• [Sumber]
__________________________________________________

Beberapa Indikasi Singkat Bahwa Musik Keroncong Memang Punya Potensi (Besar) untuk Menjadi Sumber Ilmu Pengetahuan

Di luar yang serba hiburan dan tren matra digital hari ini, musik keroncong masih punya potensi yang bweeeeeesar banget untuk digali pengetahuannya, entah itu terkait sejarah (tokoh, penyanyi, momen-momen penting), juga terkait pengetahuan seputar teknik bermain/bernyanyi, aransemen, garap komposisi, tata suara dan rekaman, artistik, organologi (acoustic, instrument craftsmanship), medan-medan digitalisasi dan penyebaran baru, manajemen event, hingga riset-riset mendalam yang berhubungan dengan proses kreatif para seniman (misalnya: bagaimana mengarang lagu yang “bermutu”, membangun komunitas di sebuah kota yang minim pendukung, metode ngajari anak-anak dan remaja kroncongan di komunitas dan sekolah, dan seterusnya).

__________________________________________________

(Data identifikasi posisi)
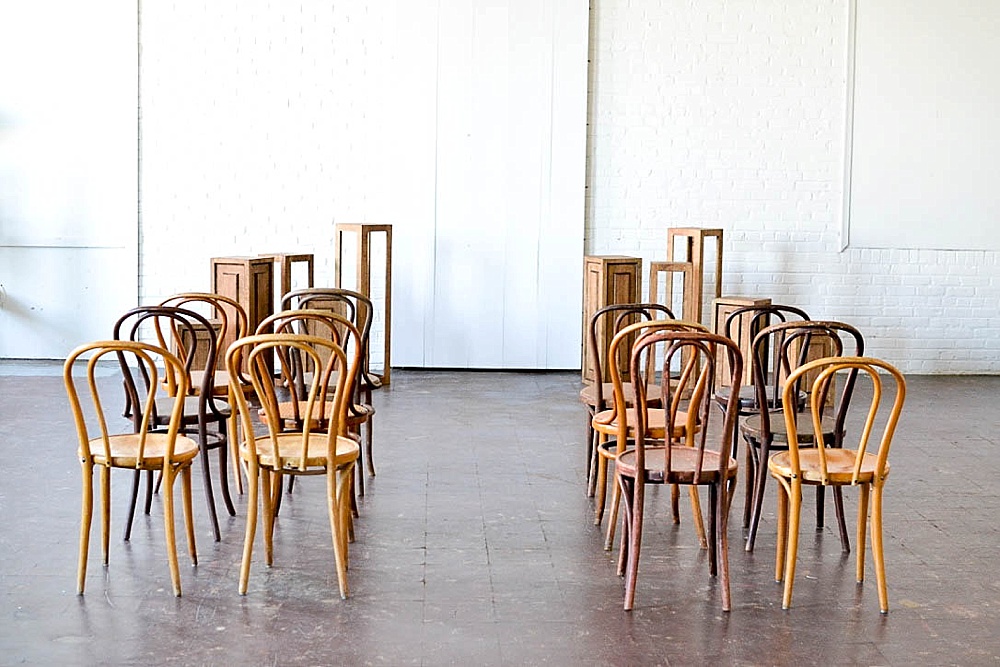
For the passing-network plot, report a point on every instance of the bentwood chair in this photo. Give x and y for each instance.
(791, 345)
(205, 416)
(230, 322)
(613, 440)
(359, 309)
(741, 325)
(677, 451)
(279, 451)
(315, 322)
(597, 394)
(864, 465)
(165, 451)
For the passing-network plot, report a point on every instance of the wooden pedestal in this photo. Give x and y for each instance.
(283, 264)
(693, 241)
(363, 284)
(673, 269)
(608, 279)
(742, 330)
(248, 280)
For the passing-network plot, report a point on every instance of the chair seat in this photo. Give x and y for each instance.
(840, 466)
(360, 413)
(165, 405)
(588, 395)
(125, 450)
(604, 422)
(290, 448)
(751, 428)
(682, 465)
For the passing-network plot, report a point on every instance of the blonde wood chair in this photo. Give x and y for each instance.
(206, 415)
(615, 434)
(315, 322)
(361, 311)
(673, 448)
(597, 395)
(231, 322)
(279, 451)
(168, 451)
(865, 466)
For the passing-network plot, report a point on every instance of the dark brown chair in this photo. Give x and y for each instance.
(786, 346)
(166, 451)
(679, 454)
(205, 416)
(741, 325)
(865, 465)
(611, 443)
(359, 309)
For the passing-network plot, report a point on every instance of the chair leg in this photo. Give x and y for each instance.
(267, 488)
(86, 518)
(862, 527)
(722, 516)
(760, 481)
(616, 498)
(838, 505)
(133, 500)
(878, 555)
(189, 514)
(206, 475)
(104, 479)
(337, 485)
(697, 517)
(782, 537)
(590, 453)
(170, 536)
(601, 488)
(791, 553)
(634, 543)
(368, 444)
(253, 483)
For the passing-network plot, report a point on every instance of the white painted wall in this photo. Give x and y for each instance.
(68, 173)
(460, 123)
(725, 114)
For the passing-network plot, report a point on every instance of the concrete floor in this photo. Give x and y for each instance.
(476, 546)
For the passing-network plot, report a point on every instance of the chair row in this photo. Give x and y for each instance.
(665, 372)
(309, 390)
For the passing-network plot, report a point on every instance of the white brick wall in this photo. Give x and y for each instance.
(263, 126)
(715, 113)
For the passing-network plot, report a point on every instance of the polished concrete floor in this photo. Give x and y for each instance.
(476, 546)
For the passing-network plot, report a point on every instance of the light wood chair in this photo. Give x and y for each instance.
(279, 451)
(615, 434)
(596, 396)
(206, 415)
(361, 311)
(791, 345)
(231, 322)
(672, 449)
(168, 452)
(865, 466)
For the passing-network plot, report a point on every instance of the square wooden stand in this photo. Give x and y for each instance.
(283, 263)
(364, 234)
(693, 240)
(608, 279)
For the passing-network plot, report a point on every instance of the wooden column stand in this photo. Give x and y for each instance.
(284, 262)
(686, 270)
(693, 239)
(248, 280)
(364, 234)
(743, 331)
(607, 279)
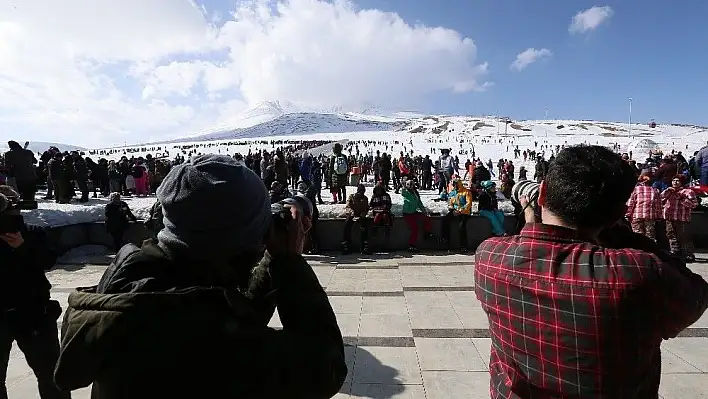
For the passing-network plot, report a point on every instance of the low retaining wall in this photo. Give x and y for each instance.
(330, 233)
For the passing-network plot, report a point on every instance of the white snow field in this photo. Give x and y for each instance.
(490, 138)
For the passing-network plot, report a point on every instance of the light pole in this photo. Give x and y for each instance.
(630, 118)
(546, 124)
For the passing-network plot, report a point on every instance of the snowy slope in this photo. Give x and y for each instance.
(488, 137)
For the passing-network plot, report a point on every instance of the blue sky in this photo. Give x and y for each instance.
(655, 52)
(146, 70)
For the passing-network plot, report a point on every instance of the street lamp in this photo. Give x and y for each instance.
(630, 118)
(546, 124)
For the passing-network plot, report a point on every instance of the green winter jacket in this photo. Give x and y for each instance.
(411, 202)
(155, 336)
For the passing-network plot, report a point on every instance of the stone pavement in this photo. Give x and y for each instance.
(412, 326)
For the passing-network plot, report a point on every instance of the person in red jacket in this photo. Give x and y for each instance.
(644, 208)
(677, 203)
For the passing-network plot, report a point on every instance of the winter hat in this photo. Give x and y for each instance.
(4, 202)
(488, 184)
(302, 187)
(8, 196)
(213, 205)
(301, 202)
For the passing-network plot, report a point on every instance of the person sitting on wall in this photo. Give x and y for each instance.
(381, 208)
(489, 207)
(118, 217)
(413, 212)
(356, 210)
(460, 208)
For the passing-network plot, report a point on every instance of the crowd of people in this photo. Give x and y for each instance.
(192, 303)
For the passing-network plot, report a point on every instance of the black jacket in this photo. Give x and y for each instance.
(118, 215)
(23, 285)
(154, 327)
(488, 201)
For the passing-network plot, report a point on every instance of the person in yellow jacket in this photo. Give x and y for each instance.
(459, 210)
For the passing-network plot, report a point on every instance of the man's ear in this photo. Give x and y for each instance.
(542, 194)
(617, 214)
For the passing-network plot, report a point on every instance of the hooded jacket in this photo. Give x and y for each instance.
(158, 328)
(23, 286)
(19, 162)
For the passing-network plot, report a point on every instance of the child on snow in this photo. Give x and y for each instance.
(489, 207)
(677, 204)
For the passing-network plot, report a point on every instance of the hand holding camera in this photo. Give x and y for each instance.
(15, 240)
(292, 219)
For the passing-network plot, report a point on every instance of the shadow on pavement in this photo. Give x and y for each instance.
(379, 381)
(337, 258)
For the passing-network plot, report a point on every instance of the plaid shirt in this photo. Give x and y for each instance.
(678, 204)
(569, 318)
(644, 203)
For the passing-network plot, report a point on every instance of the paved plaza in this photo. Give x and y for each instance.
(412, 326)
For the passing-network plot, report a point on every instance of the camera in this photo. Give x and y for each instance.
(281, 210)
(525, 188)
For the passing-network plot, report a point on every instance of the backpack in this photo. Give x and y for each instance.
(340, 165)
(137, 171)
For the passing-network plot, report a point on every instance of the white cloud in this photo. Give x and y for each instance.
(590, 19)
(529, 56)
(134, 70)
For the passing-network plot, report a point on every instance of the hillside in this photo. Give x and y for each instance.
(304, 123)
(41, 146)
(488, 137)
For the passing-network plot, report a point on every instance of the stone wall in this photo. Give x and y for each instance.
(330, 233)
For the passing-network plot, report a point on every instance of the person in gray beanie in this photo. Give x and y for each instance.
(186, 315)
(213, 205)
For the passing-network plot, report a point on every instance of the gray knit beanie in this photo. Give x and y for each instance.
(214, 206)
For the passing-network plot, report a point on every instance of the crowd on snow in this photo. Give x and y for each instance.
(662, 192)
(227, 252)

__________________________________________________

• [Tugas Wajib]
1. Menurut teks tentang musik keroncong, apa saja contoh riset mendalam tentang proses kreatif para seniman?
2. Teruskan teks tentang potensi musik keroncong, mulai setelah kalimat terakhirnya.
Item-item tersebut tidak diperlukan untuk mengerjakan tugas.

• [Jawaban Latihan]
1. Bagaimana mengarang lagu yang "bermutu", membangun komunitas di sebuah kota yang minim pendukung, dan metode ngajari anak-anak dan remaja kroncongan di komunitas dan sekolah.

2.
Belum lagi uraian soal bagaimana Pemerintah turut serta bekerjasama mendukung musik keroncong—bukan semata demi eksistensi para seniman untuk pentas di panggung (yang cuma sesaat!) —melainkan bagaimana mempertajam musik keroncong sebagai nilai kebudayaan yang sangat berharga (selamanya) bagi Indonesia; juga bagaimana Pemerintah dan masyarakat sama-sama membangun pola kompetitif-sinergis yang berpotensi untuk mendukung stabilitas kesejahteraan di lingkup ekosistem musik keroncong. Kata “stabilitas kesejahteraan” menurut saya perlu digaris-bawahi sebagai pilihan diplomatis yang lebih lentur, ketimbang kata “peningkatan kesejahteraan” yang terasa masih klise.   

Tentu saja kita bersyukur atas jasa—salah satunya—Budiman BJ, yang mau secara sukarela menuliskan catatan sejarah, pengalaman, serta biografi singkat para tokoh keroncong melalui bukunya yang legendaris: Mengenal Keroncong dari Dekat (1979). Dari situ kita bisa mengetahui bahwa ada satu momen penting di mana pertama-kalinya kelompok-kelompok keroncong dari seluruh provinsi di Indonesia (kecuali Papua dan Irian Barat), berkumpul untuk berkompetisi. Itu bisa terwujud karena kolaborasi HAMKRI dan Pemerintah Provinsi DKI Jakarta melalui Dewan Kesenian. Bukan kompetisinya yang penting, tetapi fakta itu menunjukkan bahwa musik keroncong sudah sejak cukup lama menyebar di berbagai penjuru Indonesia, lalu mereka (bisa) kumpul sama-sama di satu tempat.

Tak kurang dari 100 penelitian mengenai musik keroncong juga telah dilakukan, baik jurnal, skripsi, tesis master, hingga disertasi doktoral (dengan beragam topik dan sebaran wilayah penelitian). Fakta itu tentu saja menunjukkan bahwa musik keroncong memang diminati sebagai sumber ilmu pengetahuan.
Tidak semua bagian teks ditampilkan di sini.